- _Directions_
Repeat every one of the lines below word for word, leaving out the pictures.
>> Begin Provided information
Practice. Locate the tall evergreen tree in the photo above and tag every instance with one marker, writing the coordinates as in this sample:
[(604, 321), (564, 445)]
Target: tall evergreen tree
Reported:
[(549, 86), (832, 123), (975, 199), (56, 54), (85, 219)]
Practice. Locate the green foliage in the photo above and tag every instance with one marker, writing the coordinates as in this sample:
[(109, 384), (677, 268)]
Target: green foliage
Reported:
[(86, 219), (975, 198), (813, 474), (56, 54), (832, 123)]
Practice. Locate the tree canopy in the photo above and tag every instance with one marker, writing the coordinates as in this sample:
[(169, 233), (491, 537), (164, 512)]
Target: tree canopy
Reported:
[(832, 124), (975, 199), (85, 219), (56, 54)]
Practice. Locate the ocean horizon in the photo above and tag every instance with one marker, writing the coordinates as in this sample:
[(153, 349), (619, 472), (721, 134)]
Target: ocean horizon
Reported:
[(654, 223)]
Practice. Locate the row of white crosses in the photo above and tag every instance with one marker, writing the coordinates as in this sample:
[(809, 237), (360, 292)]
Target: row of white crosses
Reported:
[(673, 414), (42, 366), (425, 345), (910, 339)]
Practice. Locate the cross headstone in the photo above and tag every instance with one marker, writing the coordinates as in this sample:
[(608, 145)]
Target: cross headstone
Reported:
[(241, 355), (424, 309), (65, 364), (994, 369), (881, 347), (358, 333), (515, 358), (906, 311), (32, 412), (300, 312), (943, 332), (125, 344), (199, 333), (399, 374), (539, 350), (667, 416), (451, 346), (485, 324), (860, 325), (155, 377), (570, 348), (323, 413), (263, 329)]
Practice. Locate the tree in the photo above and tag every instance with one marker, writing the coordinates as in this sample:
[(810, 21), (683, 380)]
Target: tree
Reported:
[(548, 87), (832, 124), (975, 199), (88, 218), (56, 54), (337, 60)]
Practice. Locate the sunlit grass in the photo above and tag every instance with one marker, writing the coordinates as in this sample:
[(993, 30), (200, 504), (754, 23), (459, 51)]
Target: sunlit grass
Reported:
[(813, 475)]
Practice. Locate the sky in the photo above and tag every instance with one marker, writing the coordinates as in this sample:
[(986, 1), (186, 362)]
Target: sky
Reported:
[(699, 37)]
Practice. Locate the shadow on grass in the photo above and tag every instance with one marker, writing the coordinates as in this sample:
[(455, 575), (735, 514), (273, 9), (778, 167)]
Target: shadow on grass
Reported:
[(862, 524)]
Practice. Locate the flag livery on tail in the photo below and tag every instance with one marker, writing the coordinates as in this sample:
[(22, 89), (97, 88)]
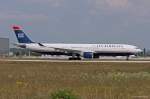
>> End Provided information
- _Complete answer_
Practice. Locate the tall evergreen tree in the photo above and tag every instance with one marker, writing the coordinates as in this sample:
[(604, 321), (564, 445)]
Target: tall evergreen tree
Reported:
[(549, 86), (832, 123), (975, 199), (56, 54), (85, 219)]
Practice. Locate the green foliage in the photo above and tag every instance with one marker, writing the coordinates as in this sample:
[(109, 384), (677, 268)]
Target: green foliage
Reported:
[(86, 219), (975, 198), (813, 474), (56, 54), (832, 123)]
Practice. Locate the tree canopy in the photo above and tag every instance with one marker, writing the coordinates as in this sample:
[(169, 233), (491, 537), (164, 512)]
Target: tree canopy
Reported:
[(832, 124), (975, 199), (85, 219), (56, 54)]
Practice. Locate the ocean horizon in the photo above and tag every instance with one marker, writing the coordinates as in this sample:
[(153, 349), (619, 472), (721, 134)]
Target: ocean horizon
Reported:
[(654, 223)]
Practice. Locate the row of white crosses in the photo above and tag every instance with one marker, writing the coordinates as in this sample:
[(809, 237), (360, 292)]
Target: row of white crosses
Reported:
[(673, 414), (42, 366), (425, 345), (910, 339)]
Practice. Locate the cross headstone in the photo above and tag every instance with one marker, writing the coordinates as in this sample:
[(608, 145)]
Target: cross headstone
Reported:
[(241, 355), (424, 309), (65, 364), (994, 369), (881, 347), (358, 333), (515, 358), (906, 311), (32, 412), (300, 312), (943, 332), (125, 344), (199, 333), (399, 374), (539, 350), (667, 416), (451, 346), (485, 324), (860, 325), (155, 377), (570, 348), (323, 413), (263, 329)]
Practice. Locate the tree in the photo above and tag every instance with one marker, writing the coordinates as in this sample:
[(810, 21), (683, 380)]
Target: tree
Reported:
[(548, 87), (832, 124), (975, 199), (88, 218), (56, 54), (337, 60)]
Practice. Locate the sunlit grass in the photo above and tag every instance with one marker, writing the coordinates as in this sample:
[(993, 30), (200, 504), (754, 23), (459, 51)]
Target: sunlit grass
Reported:
[(813, 475)]
Practice. Locate the sky in the photo above and tag every instance with one marker, writing the coordinates as in this sample:
[(986, 1), (186, 362)]
Target: sky
Reported:
[(699, 37)]
Practice. Locate the shadow on grass in the photo above and tag every instance with one marker, writing the coordinates as in this sample:
[(455, 575), (735, 514), (273, 9), (778, 167)]
Target: shadow on grass
Reported:
[(862, 524)]
Practice. Locate the flag livery on tail in the photo below and tag every instance with one marker, writing the coordinates as in this sample:
[(22, 89), (97, 88)]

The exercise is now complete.